> **Exercise**:
Reproduce the data below word for word, keeping every line and its order unchanged.

> **Exercise input**:
(begin)

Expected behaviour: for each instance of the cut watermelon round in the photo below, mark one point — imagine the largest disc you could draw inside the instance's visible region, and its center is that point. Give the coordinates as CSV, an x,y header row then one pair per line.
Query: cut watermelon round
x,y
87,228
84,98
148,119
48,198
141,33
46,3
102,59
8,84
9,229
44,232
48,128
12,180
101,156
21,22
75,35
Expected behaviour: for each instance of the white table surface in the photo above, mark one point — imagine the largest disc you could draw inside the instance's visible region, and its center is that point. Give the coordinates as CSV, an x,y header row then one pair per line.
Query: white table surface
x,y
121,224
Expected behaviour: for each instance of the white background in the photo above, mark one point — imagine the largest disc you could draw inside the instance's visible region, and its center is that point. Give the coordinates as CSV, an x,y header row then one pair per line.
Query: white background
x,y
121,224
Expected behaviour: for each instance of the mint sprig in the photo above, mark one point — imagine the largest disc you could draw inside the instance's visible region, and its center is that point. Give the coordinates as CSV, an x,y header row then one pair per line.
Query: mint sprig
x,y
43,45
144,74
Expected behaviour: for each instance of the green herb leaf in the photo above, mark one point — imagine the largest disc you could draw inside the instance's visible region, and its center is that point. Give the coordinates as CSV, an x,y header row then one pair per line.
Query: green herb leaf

(end)

> **Final result**:
Expected behaviour: for each instance of the cut watermelon round in the photo below, mark one point — imagine the largest disc you could draw inside the instance's visible region, and its center is that point. Give the coordinates as CSV, an x,y header row then one pair per line.
Query: cut watermelon round
x,y
87,228
84,98
148,119
48,198
141,33
46,3
102,59
8,84
9,229
44,232
48,128
12,180
101,156
21,22
75,35
Expected behaviour: for each instance of the white table surface in the photo above, mark one point — imagine the largest disc you could draw inside the instance's visible region, and its center is that point. Give the coordinates as CSV, an x,y header row then one pair per line.
Query: white table surface
x,y
121,224
Expected behaviour: for each instance of the white background in the photo above, mark one point — imagine the largest disc you could draw inside the instance's visible region, and its center is that point. Give the coordinates as CSV, an x,y header row then one pair per line.
Query: white background
x,y
121,224
Expected behaviour: for each instance of the mint sprig in the photo above, mark one point — imagine the largest disc you could draw inside the instance's visible region, and its center is that point. Give the coordinates as CSV, an x,y header row then one pair per line.
Query: mint sprig
x,y
43,45
144,74
Expected behaviour: for each instance of the green herb leaf in the photo above, mark one point — imagine the largest disc you could draw inside the instance's visible region, and its center is that point. Give the coordinates as CSV, an x,y header row then one pair per line.
Query: green herb leaf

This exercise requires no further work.